**TEKS PILIHAN:**
■ ■ ■

Padang, Babarito
Kurang lebih setahun lagi, Sumatra Barat akan menyonsong Pemilihan Gubernur (Pilgub) tahun 2020. Dalam rangka menyambut pesta demokrasi tersebut, Ranah Institute mengadakan diskusi politik dalam Program Ngobrolin Politik (NGOPI) pada Sabtu (21/9) di Cisangkuy, Universitas Negeri Padang (UNP).
Dengan tema “Milenial Dalam Pusaran Politik”, Ranah Institute mengangkat tentang peran penting pemuda milenial Islam serta berdiskusi tentang potensi calon gubernur (cagub) milenial pada Pilgub Sumbar 2020.
Azka Ummah selaku salah satu pembicara menuturkan, pentingnya peran milenial dalam pembangunan bangsa, terutama milenial Islam. Hal ini juga tak lepas dari ajaran Islam yang mendorong pemudanya untuk terus berkarya.
“Para milenial ini kan orang-orang muda. Kalau kita lihat sejarah Islam, pemuda itu memainkan peranan penting dalam perkembangan bangsa. Bahkan di zaman Rasul pun sudah banyak pemuda yang diorbitkan jadi pemimpin,” ungkap Azka yang merupakan alumnus Universitas Islam Madinah.
Pembicara lain, Muhammad Taufik sepakat dengan pandangan Azka. Baginya, inilah saat yang tepat bagi milenial untuk tampil dalam panggung politik.
Taufik yang juga berprofesi sebagai pengacara tersebut berkaca pada fenomena politik dunia saat ini.

■ ■ ■

**PETIKAN DAFTAR:**

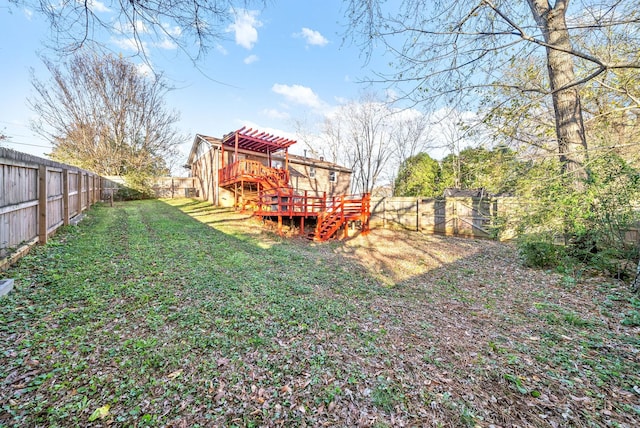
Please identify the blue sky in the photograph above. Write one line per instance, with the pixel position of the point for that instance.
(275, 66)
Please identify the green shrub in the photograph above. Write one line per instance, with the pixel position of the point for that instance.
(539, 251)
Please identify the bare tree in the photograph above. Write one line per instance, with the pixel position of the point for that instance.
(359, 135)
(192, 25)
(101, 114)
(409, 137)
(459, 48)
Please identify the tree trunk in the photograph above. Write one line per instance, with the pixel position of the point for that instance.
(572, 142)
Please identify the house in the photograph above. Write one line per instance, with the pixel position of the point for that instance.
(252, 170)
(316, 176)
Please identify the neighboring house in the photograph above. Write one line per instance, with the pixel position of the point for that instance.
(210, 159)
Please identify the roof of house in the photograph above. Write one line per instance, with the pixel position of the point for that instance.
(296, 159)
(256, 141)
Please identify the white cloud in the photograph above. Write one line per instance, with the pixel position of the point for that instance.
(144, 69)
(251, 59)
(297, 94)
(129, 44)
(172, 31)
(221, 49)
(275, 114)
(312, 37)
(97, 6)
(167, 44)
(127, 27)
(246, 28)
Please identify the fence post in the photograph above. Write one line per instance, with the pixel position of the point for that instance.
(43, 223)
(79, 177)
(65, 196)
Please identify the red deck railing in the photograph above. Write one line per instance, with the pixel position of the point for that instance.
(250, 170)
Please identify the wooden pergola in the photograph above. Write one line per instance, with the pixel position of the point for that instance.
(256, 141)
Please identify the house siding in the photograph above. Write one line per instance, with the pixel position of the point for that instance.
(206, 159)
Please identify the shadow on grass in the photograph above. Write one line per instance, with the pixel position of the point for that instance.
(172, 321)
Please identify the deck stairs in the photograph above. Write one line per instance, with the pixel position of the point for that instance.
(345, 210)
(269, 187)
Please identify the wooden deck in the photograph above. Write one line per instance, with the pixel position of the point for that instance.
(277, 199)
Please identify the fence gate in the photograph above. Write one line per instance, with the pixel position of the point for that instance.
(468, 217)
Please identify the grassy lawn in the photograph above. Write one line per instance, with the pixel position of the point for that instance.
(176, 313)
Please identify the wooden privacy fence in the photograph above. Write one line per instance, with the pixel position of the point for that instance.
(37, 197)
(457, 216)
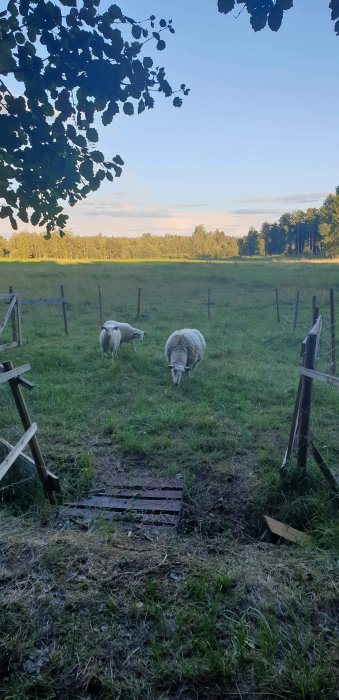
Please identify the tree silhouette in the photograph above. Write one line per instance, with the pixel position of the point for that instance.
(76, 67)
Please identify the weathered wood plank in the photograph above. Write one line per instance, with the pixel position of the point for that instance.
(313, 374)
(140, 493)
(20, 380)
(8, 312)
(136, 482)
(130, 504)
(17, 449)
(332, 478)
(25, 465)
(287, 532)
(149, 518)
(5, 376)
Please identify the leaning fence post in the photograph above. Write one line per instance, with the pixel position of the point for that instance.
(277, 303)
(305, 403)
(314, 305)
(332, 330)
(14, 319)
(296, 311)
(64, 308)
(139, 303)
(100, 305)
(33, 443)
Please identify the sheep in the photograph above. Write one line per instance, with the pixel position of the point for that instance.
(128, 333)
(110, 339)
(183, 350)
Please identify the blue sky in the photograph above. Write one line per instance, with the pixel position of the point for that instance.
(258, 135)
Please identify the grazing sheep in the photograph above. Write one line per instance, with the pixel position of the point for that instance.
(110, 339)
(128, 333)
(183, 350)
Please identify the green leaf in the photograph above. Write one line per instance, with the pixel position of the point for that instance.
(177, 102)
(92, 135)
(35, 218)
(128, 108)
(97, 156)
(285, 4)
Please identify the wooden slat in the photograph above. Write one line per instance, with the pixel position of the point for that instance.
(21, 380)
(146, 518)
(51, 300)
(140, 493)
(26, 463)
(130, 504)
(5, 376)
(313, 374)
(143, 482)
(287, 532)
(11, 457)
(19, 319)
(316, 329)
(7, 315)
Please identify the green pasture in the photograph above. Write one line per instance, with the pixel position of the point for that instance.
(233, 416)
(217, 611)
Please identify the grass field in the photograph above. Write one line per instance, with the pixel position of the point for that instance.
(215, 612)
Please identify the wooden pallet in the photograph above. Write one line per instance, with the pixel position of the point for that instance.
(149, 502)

■ ■ ■

**TANTANGAN:**
1. Ringkaslah teks pilihan dalam dua kalimat.
2. Menurut teks pilihan, apa profesi Muhammad Taufik?
3. Tulis ulang bagian teks pilihan antara "Azka Ummah selaku" dan "untuk terus berkarya.", termasuk kedua bagian itu, dengan mengganti "pembangunan bangsa" menjadi "kemajuan bangsa".

**JAWABAN:**
1. Menjelang Pilgub Sumatra Barat 2020, Ranah Institute mengadakan diskusi politik bertema "Milenial Dalam Pusaran Politik" dalam Program Ngobrolin Politik (NGOPI) pada Sabtu (21/9) di Cisangkuy, Universitas Negeri Padang. Pembicara Azka Ummah menekankan pentingnya peran milenial, terutama milenial Islam, dalam pembangunan bangsa, dan Muhammad Taufik sepakat bahwa inilah saat yang tepat bagi milenial untuk tampil di panggung politik.

2. Pengacara.

3.
Azka Ummah selaku salah satu pembicara menuturkan, pentingnya peran milenial dalam kemajuan bangsa, terutama milenial Islam. Hal ini juga tak lepas dari ajaran Islam yang mendorong pemudanya untuk terus berkarya.